▶ What you need to do: Begin at the line below that contains "Find the plastic bottle". Repeat it and all remaining lines of the records exactly.

▶ Stored data entries:
----------

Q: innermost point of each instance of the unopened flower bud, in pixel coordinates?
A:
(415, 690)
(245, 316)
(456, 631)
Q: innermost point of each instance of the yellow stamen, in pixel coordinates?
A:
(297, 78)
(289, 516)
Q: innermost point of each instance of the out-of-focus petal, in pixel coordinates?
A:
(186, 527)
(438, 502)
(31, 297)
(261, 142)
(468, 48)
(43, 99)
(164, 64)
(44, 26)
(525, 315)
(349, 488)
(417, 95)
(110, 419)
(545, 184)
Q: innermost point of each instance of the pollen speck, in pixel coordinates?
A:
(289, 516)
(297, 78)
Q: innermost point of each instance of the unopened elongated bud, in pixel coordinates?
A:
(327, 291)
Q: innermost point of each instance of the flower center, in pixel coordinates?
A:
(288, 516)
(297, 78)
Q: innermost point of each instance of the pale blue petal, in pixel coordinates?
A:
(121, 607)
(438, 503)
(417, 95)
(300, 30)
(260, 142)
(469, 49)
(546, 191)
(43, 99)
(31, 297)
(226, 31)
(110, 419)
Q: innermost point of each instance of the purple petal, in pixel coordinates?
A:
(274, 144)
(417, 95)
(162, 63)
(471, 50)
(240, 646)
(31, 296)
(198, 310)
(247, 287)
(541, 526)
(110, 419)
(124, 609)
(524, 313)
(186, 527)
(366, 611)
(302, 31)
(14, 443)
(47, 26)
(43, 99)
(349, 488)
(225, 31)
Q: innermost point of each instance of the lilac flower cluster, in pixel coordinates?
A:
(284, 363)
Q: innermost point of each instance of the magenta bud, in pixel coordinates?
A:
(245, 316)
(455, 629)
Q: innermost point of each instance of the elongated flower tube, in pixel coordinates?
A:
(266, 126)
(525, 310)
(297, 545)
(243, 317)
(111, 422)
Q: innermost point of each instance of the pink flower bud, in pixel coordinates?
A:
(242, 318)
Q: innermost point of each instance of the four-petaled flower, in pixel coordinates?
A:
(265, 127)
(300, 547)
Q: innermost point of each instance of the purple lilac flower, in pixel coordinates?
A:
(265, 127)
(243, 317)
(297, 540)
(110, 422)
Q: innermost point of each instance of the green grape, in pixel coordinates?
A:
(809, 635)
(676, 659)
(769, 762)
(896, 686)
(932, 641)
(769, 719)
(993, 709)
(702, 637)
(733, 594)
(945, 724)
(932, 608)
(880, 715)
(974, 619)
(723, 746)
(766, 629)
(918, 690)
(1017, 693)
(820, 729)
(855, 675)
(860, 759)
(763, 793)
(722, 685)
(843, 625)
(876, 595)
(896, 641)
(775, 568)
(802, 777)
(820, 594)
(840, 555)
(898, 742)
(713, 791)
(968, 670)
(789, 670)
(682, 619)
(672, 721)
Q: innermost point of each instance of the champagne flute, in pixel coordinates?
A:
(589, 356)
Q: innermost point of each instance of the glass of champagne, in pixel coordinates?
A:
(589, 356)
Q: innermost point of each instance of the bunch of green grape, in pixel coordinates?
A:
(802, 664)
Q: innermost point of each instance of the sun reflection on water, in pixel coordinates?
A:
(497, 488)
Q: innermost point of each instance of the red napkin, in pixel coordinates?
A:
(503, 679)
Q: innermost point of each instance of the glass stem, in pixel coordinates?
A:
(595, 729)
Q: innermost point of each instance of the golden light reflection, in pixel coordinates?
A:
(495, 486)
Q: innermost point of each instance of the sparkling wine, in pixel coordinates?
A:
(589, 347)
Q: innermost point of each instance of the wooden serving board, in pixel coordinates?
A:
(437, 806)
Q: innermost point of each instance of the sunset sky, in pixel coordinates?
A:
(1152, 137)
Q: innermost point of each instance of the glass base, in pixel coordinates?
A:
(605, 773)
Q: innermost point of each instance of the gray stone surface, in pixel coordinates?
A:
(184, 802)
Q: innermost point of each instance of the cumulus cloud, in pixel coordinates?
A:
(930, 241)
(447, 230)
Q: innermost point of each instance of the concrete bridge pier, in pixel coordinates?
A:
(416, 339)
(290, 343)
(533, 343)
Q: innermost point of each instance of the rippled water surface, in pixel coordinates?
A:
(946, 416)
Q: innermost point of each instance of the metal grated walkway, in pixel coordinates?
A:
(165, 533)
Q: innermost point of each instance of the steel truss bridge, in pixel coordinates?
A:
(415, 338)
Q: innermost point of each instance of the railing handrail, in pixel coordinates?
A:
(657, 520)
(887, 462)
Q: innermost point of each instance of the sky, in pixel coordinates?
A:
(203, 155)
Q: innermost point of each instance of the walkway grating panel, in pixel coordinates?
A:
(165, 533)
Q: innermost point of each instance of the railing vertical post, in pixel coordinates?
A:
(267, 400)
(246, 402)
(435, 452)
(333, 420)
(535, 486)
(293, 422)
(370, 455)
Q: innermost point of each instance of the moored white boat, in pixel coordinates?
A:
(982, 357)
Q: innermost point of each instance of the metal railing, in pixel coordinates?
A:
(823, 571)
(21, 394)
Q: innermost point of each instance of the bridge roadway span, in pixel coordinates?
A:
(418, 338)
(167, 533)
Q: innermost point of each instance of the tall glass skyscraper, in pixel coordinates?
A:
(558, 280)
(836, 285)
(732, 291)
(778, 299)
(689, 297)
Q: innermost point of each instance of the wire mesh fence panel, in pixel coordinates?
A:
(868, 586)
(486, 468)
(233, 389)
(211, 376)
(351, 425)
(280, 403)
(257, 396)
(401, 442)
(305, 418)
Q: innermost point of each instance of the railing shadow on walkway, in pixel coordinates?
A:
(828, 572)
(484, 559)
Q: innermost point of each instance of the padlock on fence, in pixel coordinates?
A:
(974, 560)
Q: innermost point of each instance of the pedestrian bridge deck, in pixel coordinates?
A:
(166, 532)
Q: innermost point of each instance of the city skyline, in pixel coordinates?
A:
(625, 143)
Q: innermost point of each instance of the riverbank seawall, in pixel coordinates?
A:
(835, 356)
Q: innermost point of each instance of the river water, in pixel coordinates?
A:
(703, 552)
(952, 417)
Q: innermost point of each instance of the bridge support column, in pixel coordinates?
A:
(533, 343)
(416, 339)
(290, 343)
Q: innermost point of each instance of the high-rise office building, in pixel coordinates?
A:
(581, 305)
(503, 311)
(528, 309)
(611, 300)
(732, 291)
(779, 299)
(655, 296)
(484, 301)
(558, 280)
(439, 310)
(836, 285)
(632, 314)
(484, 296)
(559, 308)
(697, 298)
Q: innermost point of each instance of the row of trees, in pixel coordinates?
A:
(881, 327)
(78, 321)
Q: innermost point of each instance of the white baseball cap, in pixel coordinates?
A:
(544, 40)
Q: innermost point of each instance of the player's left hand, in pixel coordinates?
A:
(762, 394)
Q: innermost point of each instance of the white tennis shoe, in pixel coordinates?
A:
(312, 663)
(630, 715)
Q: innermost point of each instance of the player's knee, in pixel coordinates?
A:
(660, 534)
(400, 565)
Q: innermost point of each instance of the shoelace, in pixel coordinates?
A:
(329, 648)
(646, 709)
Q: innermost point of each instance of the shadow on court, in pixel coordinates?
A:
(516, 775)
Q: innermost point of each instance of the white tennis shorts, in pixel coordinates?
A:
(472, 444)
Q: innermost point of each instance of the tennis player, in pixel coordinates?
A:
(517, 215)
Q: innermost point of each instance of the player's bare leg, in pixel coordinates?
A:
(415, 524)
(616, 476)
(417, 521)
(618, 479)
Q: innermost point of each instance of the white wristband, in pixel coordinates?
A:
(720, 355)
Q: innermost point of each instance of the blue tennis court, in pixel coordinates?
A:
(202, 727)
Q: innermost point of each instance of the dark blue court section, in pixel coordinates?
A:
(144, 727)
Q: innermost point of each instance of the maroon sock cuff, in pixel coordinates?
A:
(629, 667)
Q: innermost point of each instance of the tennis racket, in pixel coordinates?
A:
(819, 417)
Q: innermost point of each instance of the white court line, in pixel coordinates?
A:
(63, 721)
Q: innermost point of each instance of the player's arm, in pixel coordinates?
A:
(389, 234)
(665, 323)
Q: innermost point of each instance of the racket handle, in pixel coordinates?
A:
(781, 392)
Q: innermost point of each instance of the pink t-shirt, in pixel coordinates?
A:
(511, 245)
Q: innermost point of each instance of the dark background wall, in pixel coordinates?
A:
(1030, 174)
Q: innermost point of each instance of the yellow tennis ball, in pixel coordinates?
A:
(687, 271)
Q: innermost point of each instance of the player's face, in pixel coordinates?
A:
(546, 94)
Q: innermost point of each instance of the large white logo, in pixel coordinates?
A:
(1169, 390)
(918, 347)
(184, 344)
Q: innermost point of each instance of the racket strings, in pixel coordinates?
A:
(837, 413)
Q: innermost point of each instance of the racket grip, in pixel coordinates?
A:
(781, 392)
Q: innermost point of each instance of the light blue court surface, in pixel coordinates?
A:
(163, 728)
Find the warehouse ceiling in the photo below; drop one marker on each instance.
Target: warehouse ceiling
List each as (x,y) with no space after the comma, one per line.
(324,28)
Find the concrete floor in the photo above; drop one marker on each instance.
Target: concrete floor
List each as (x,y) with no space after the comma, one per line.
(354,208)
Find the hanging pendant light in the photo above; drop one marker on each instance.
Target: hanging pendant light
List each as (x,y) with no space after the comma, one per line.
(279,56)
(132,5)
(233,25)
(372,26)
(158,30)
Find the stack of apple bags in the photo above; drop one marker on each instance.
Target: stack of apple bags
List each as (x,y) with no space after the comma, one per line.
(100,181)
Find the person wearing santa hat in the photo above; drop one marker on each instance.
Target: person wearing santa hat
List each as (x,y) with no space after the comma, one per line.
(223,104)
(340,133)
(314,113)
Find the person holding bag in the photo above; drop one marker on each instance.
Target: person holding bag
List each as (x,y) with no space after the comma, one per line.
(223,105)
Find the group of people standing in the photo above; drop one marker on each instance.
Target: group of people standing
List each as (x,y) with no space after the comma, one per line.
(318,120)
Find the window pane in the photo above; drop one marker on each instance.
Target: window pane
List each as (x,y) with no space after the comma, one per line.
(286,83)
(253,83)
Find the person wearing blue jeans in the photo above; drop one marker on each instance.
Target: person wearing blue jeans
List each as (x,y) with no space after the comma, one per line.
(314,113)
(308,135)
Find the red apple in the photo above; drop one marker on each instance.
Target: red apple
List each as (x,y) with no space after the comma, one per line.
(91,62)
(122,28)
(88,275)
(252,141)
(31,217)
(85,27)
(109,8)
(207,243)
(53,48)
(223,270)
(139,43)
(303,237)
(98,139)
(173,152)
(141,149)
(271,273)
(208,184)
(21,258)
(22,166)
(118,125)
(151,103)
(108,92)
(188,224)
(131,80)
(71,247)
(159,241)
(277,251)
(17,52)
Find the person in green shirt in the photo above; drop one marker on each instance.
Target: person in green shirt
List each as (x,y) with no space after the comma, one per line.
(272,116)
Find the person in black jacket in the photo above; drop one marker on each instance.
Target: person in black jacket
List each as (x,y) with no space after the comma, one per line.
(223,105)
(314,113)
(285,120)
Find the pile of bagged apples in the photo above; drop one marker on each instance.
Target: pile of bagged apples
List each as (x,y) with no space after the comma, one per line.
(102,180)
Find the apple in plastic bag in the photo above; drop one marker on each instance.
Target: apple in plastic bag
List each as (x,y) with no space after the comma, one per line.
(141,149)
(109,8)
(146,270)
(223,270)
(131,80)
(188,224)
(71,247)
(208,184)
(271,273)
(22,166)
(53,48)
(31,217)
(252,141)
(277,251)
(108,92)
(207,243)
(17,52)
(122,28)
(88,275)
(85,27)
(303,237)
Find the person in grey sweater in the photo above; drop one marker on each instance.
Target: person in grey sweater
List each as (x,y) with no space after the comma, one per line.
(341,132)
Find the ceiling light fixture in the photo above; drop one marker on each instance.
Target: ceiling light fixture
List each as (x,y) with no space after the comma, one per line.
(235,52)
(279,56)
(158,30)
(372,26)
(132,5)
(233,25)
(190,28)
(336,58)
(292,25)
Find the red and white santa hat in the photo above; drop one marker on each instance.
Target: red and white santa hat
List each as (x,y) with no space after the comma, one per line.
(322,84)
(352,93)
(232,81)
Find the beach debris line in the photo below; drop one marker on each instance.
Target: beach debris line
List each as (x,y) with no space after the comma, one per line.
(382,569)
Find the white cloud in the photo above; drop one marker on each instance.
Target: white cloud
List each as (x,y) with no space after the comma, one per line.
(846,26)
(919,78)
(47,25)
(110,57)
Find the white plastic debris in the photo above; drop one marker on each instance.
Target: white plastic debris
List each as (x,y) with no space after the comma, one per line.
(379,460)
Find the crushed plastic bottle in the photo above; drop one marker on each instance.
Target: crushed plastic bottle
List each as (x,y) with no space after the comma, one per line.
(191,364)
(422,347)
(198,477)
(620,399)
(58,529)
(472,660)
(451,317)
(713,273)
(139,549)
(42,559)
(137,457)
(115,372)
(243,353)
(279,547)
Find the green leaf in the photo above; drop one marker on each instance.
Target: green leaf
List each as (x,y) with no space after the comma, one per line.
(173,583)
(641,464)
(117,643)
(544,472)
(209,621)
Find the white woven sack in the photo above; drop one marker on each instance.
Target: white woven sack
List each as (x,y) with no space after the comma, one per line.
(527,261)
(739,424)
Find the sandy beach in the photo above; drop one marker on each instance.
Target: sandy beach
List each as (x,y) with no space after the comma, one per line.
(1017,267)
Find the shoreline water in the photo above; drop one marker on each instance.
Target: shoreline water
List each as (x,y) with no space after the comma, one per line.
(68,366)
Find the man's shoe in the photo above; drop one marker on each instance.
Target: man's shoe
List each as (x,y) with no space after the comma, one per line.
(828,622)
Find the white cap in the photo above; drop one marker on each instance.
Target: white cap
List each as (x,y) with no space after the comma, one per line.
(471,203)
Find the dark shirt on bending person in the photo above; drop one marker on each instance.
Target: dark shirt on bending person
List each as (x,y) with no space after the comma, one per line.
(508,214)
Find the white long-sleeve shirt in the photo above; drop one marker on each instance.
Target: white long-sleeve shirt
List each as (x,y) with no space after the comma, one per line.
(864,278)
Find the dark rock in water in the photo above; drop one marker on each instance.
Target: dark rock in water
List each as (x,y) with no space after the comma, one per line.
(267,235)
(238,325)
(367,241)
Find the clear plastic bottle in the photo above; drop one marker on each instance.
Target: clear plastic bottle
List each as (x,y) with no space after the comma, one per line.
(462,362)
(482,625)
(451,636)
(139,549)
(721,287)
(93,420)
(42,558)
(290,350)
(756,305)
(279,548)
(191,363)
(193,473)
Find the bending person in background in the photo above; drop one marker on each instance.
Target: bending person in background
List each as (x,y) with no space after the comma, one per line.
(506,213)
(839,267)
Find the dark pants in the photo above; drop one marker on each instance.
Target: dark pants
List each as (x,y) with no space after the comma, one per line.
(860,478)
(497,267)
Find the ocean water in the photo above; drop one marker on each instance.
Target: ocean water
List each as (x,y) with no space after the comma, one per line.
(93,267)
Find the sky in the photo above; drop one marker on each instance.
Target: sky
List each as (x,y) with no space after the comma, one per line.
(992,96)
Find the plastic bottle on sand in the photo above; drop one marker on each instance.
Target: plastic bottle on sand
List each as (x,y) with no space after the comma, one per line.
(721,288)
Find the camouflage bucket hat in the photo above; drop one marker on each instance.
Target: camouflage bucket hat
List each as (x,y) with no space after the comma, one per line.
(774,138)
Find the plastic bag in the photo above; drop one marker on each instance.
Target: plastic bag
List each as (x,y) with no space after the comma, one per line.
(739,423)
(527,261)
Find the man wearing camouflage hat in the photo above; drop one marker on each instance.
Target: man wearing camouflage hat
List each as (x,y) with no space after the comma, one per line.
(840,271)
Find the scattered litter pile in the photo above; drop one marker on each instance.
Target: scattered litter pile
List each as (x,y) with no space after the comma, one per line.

----------

▶ Answer to this exercise:
Find the plastic bottle on sand in the photo above; drop one marker on each instance.
Target: plastic bottle on sand
List each as (x,y) with no space after the comma, one per line.
(721,288)
Find the camouflage bucket hat in the photo above; drop one marker on each instance.
Target: camouflage bucket hat
List each as (x,y) with no space after the comma, one per line.
(774,138)
Find the plastic bag in the photo above; drop one marker on each instance.
Target: plastic bag
List each as (x,y) with no space after the comma, one per line.
(739,423)
(527,261)
Find the man wearing camouflage hat in the photo above; drop one marker on each instance.
Target: man wearing camouflage hat
List each as (x,y) with no space after the comma, one per line.
(840,271)
Find the scattered litter pile in the photo above; drop one marker on each instance.
Target: scattered litter pile
List each as (x,y) with no space after the comma, one per line.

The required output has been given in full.